Task directions |
Rewrite every line of the listing below, requests included, and scale each coordinate in the path answers by 0.7, rounding to the nearest whole number with halves going up.

Data entries |
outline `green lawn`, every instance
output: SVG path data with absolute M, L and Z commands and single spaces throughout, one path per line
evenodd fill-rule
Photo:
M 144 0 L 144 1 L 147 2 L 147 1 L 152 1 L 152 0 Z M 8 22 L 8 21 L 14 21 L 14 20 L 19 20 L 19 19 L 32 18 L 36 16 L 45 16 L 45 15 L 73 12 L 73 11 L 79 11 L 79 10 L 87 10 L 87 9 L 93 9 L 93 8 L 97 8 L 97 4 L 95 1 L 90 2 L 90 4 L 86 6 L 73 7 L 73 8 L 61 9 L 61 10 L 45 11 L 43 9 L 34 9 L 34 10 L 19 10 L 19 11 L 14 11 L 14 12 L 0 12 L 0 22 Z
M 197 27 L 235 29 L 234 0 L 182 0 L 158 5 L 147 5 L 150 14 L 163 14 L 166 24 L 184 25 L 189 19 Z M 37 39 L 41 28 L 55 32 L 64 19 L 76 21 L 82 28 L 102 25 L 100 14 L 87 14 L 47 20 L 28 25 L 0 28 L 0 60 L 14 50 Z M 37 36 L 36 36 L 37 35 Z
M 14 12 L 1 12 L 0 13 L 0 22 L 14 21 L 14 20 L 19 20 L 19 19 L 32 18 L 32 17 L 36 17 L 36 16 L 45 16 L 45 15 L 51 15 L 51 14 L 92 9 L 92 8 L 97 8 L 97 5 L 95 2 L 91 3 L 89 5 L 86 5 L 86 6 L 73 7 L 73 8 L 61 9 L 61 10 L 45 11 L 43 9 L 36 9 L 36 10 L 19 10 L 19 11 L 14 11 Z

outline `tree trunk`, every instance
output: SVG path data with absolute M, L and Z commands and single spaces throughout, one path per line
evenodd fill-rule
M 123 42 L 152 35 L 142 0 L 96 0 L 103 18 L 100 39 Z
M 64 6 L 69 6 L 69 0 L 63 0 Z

Exercise solution |
outline `green lawn`, every instance
output: SVG path data with absolute M, L and Z commands and single spaces throughout, one path per line
evenodd fill-rule
Photo:
M 101 0 L 101 1 L 103 1 L 103 1 L 106 1 L 106 0 Z M 6 15 L 6 15 L 10 15 L 10 14 L 13 14 L 13 13 L 22 13 L 25 11 L 32 11 L 32 11 L 51 8 L 51 8 L 55 8 L 55 7 L 61 7 L 61 6 L 65 6 L 65 6 L 68 6 L 68 3 L 67 1 L 63 1 L 63 3 L 60 4 L 51 5 L 51 6 L 43 6 L 43 7 L 32 8 L 30 6 L 24 6 L 24 7 L 13 7 L 13 8 L 10 8 L 10 8 L 0 8 L 0 15 Z
M 138 19 L 165 20 L 164 0 L 127 0 L 111 4 L 103 4 L 105 10 L 114 10 L 116 17 L 129 18 L 132 13 Z M 26 27 L 29 20 L 39 22 L 45 13 L 53 15 L 57 20 L 71 18 L 70 10 L 61 10 L 33 14 L 20 18 L 0 20 L 0 42 L 10 35 Z M 26 25 L 25 25 L 26 25 Z
M 10 8 L 1 8 L 0 9 L 0 15 L 10 15 L 10 14 L 13 14 L 13 13 L 22 13 L 22 12 L 25 12 L 25 11 L 32 11 L 32 11 L 36 11 L 36 10 L 64 6 L 64 6 L 68 6 L 68 4 L 67 1 L 64 2 L 62 4 L 60 4 L 60 4 L 51 5 L 51 6 L 43 6 L 43 7 L 32 8 L 30 6 L 25 6 L 25 7 L 13 7 L 13 8 L 10 8 Z

outline `tree trunk`, every instance
output: SVG path data with absolute M, L and Z commands and single spaces throughout, one path per line
evenodd fill-rule
M 86 29 L 106 25 L 99 0 L 67 0 L 72 13 L 70 27 Z
M 45 4 L 48 4 L 48 0 L 44 0 Z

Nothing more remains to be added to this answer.